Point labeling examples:
>>>>>

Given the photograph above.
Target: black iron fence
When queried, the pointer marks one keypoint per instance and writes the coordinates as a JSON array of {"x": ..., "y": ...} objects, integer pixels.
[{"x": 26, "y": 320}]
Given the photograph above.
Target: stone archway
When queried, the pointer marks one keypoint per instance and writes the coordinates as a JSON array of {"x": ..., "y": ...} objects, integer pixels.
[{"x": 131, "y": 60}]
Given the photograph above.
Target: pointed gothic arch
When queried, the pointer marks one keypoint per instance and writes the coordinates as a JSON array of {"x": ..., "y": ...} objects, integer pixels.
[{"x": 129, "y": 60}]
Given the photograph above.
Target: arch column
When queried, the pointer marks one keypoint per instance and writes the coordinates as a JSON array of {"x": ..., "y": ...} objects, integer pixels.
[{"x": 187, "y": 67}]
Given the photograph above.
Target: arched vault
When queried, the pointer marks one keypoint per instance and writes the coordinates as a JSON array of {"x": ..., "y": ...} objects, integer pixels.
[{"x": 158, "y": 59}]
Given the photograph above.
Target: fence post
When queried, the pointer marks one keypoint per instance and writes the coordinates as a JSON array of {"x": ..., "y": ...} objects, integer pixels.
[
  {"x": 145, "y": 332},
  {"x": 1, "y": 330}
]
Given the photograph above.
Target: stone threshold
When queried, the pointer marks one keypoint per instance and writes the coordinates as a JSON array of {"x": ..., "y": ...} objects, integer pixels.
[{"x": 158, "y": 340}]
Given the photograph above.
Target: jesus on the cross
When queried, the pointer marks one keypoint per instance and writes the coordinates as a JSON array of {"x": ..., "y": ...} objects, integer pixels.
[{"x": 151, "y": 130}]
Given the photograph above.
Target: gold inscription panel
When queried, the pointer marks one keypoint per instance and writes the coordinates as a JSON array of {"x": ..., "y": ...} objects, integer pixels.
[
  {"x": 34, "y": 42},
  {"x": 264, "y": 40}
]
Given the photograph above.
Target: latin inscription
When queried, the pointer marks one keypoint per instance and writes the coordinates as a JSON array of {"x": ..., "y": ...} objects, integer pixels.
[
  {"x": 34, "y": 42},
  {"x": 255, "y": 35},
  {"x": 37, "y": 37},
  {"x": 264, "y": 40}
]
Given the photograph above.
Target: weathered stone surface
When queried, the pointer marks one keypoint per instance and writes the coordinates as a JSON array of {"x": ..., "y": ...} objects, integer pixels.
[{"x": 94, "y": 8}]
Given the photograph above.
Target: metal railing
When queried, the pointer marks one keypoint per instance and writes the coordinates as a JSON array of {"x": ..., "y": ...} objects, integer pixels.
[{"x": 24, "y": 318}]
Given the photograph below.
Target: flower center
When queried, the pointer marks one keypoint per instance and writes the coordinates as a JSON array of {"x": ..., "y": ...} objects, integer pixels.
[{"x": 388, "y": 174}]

<<<<<

- **Do this**
Restate each of the entries above verbatim.

- **Exercise result**
Given the photograph above.
Target: black iron fence
When queried, the pointer marks one keypoint per instance and writes the coordinates as a JSON array of {"x": ..., "y": ...} objects, integer pixels.
[{"x": 26, "y": 320}]
Given the photograph above.
Target: stone archway
When queried, the pointer marks one keypoint per instance and writes the coordinates as a JSON array of {"x": ..., "y": ...} objects, integer pixels.
[{"x": 131, "y": 60}]
Given the photograph above.
Target: pointed gothic arch
When queried, the pointer marks one keypoint per instance and writes the coordinates as a JSON array of {"x": ..., "y": ...} objects, integer pixels.
[{"x": 129, "y": 60}]
Given the photograph above.
Target: arch column
When queried, the pointer marks one keypoint per instance and writes the coordinates as a JSON array of {"x": ..., "y": ...} objects, integer pixels.
[{"x": 187, "y": 67}]
Given the photograph above.
Target: arched vault
When queried, the pointer marks one keypoint per instance and writes the coordinates as a JSON array of {"x": ..., "y": ...} objects, integer pixels.
[{"x": 158, "y": 59}]
Given the photograph above.
Target: fence post
When queried, the pointer marks one keypoint per instance and writes the coordinates as a JSON array of {"x": ..., "y": ...} objects, integer pixels.
[
  {"x": 145, "y": 332},
  {"x": 1, "y": 330}
]
Given the photograph above.
Target: stone threshold
When queried, the pointer marks one keypoint per instance and writes the coordinates as a JSON array of {"x": ..., "y": ...} objects, integer pixels.
[{"x": 158, "y": 340}]
Given the photograph above.
Target: jesus on the cross
When queried, the pointer marks one keypoint per instance and writes the coordinates as a JSON array of {"x": ..., "y": ...} objects, integer pixels.
[{"x": 151, "y": 130}]
Given the photograph above.
Target: gold inscription panel
When queried, the pointer marks one keypoint per instance and writes the coordinates as a JSON array of {"x": ..., "y": ...} objects, integer pixels.
[
  {"x": 34, "y": 42},
  {"x": 264, "y": 40}
]
Given the photograph above.
Target: latin inscription
When queried, the pointer marks one keypoint per instance and writes the coordinates as a JSON array of {"x": ..., "y": ...} objects, integer pixels.
[
  {"x": 34, "y": 42},
  {"x": 255, "y": 35},
  {"x": 37, "y": 37},
  {"x": 264, "y": 40}
]
Given the photograph above.
Target: weathered stone surface
When queried, the pointer marks one keypoint per instance and writes the coordinates as a JSON array of {"x": ..., "y": ...} objects, integer pixels.
[{"x": 94, "y": 8}]
Given the photograph above.
Target: metal railing
When queried, the pointer marks one keypoint per instance and writes the coordinates as a JSON array of {"x": ..., "y": ...} objects, integer pixels.
[{"x": 24, "y": 318}]
Given the photograph below.
Target: flower center
When queried, the pointer marks one keypoint per instance and writes the coordinates as a JSON array of {"x": ..., "y": ...} objects, integer pixels.
[{"x": 388, "y": 174}]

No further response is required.